### THE INPUT

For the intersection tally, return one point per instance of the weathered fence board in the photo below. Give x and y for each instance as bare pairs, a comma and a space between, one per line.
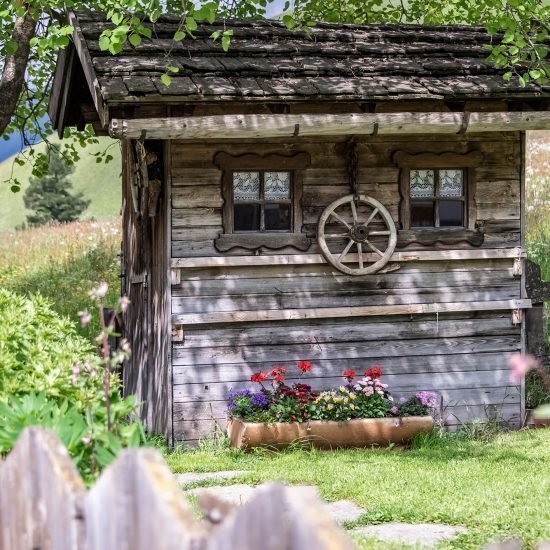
137, 505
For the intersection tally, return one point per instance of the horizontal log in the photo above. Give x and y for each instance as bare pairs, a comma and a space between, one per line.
303, 125
426, 347
342, 283
352, 311
342, 330
408, 365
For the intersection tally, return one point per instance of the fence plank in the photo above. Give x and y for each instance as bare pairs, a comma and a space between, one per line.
41, 496
138, 505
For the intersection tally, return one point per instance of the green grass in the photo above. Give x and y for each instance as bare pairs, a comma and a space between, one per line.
498, 489
101, 183
63, 263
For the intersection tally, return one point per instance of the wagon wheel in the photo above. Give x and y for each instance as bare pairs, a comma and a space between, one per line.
358, 235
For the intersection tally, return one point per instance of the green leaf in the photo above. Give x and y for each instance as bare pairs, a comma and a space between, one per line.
191, 24
134, 39
289, 22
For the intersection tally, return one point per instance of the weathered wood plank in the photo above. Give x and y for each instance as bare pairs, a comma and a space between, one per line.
266, 126
41, 495
342, 350
406, 365
305, 302
136, 478
352, 311
422, 255
326, 271
341, 330
343, 283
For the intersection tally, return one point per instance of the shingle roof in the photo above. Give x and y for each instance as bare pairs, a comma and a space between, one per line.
331, 62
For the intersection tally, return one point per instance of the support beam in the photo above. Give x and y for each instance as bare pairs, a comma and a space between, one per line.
304, 125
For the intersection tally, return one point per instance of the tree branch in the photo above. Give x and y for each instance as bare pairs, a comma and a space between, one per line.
15, 65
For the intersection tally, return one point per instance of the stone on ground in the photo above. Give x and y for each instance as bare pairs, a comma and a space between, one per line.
342, 510
427, 535
195, 477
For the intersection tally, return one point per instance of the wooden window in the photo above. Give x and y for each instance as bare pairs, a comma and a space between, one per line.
262, 201
438, 191
437, 197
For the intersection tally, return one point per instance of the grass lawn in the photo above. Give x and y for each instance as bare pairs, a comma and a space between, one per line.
498, 489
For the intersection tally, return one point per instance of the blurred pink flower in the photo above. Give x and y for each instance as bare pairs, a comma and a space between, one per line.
520, 365
85, 317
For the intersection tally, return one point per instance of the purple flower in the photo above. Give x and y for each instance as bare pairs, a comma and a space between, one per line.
427, 398
260, 400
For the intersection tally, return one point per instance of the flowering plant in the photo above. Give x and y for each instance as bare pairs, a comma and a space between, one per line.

### EXERCISE DESCRIPTION
Print the records above from the line containing "of the purple" through the end of the records, both ends included, copying each line exactly.

### CORRECT ANSWER
For the intersection tally, return one point per instance of the purple flower in the photo above. Give x and y for each instance as bare pairs, a comma and a space between, one per line.
427, 398
260, 400
For the intersection tally, return one point per instance of the flowering plant in the photo above. Give x and y for each instance as bare pairs, a comma and a space between, one per line.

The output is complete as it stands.